* **Task item**: Retype the records in full, exactly as they stand.

**** Data listing

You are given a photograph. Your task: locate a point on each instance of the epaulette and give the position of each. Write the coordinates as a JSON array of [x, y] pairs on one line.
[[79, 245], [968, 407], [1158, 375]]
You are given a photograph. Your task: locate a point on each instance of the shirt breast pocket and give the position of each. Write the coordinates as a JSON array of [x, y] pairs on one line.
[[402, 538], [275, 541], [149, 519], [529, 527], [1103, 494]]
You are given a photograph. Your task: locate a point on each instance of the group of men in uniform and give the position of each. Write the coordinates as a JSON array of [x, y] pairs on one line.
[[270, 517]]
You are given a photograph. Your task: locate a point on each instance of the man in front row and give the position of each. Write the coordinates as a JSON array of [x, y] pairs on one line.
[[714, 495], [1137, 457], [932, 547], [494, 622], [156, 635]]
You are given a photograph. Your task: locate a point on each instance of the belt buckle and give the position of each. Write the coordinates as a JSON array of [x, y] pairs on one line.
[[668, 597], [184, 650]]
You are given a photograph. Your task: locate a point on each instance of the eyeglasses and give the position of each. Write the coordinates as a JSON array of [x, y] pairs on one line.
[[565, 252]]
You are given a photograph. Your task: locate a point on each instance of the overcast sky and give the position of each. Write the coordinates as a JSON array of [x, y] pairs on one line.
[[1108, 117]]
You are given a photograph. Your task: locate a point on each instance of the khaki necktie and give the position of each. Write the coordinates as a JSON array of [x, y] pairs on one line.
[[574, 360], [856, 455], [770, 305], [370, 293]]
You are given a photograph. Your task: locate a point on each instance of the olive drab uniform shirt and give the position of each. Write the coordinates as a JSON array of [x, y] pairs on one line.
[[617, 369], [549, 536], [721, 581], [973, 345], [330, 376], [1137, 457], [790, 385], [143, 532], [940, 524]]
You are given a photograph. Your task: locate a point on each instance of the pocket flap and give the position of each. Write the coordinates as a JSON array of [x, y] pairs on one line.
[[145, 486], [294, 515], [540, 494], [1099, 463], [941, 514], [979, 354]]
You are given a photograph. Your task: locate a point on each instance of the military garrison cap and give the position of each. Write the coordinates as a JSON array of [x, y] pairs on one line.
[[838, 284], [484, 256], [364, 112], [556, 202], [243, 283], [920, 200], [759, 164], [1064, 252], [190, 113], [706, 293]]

********

* **Answer space**:
You are given a photograph. Your task: locate a point on each instance of the epaulette and give the position of each. Write the coordinates as a JSON array of [x, y] pairs on one line.
[[79, 245], [968, 407], [1158, 375]]
You are given a photograph. Your task: locate a point on each instance of the shirt breast pocket and give the position of each. Write the coordinates as a JSON array of [x, y] pairs on one line.
[[402, 538], [275, 541], [149, 519], [529, 527], [1103, 494]]
You are given a photograph. Your task: locate a point on each instance of the group of men in uniform and give the position of each. Write the coordinates as a JSON array of [x, y] pairs on one line.
[[270, 517]]
You are given a photograph. Your task: locate a point on each instance of the man in front row and give the position of each. Write the coordinates as a JSON array of [x, y] pairs on one line.
[[714, 495], [1137, 457], [932, 547], [494, 622], [156, 635]]
You are given a photograph. Your task: locate a point on each instance of the belt buckle and give the position of each. Write the coordinates as a JSON array of [x, y] pairs on one line.
[[668, 597], [184, 650]]
You are given a photograph. Your task: locate a point on each instance of the eyeglasses and give the position of each. Write the coordinates as a JSON array of [x, y] pairs on one line.
[[565, 252]]
You are given a photograph. Your task: locate a point on each instance of the overcast sky and give the position of each. Write the coordinates as a JSON array of [x, y] pairs on one line.
[[1108, 117]]
You are given a photograph. Your task: locate a point on each instance of the khaki necktie and give the position of each. Write the coordinates as a JSON array of [x, y] pairs on one line.
[[574, 360], [856, 455], [770, 305], [370, 293]]
You are given a photograph. Your task: locate a point on each instance of the olive drab uniform shirt and give the position of each. Write the coordinates as a JSON array of [x, y] pairs on one line.
[[617, 369], [549, 536], [721, 581], [973, 345], [330, 376], [1137, 457], [790, 385], [143, 532], [940, 524]]
You are given a photograph. Your task: locate a point on each instance of the pocket flap and give the position of each. Write the coordinates as a JSON array of [x, y] pairs on one line.
[[145, 486], [294, 515], [540, 494], [1099, 463], [941, 514], [979, 354]]
You are given a photograph. Your task: locate a point on each instance of the military garrison cap and give the position of each. Write the coordinates as a JSON array of [x, y] pairs on one line.
[[838, 284], [484, 256], [364, 112], [556, 202], [243, 283], [920, 200], [759, 164], [1064, 252], [190, 113], [706, 293]]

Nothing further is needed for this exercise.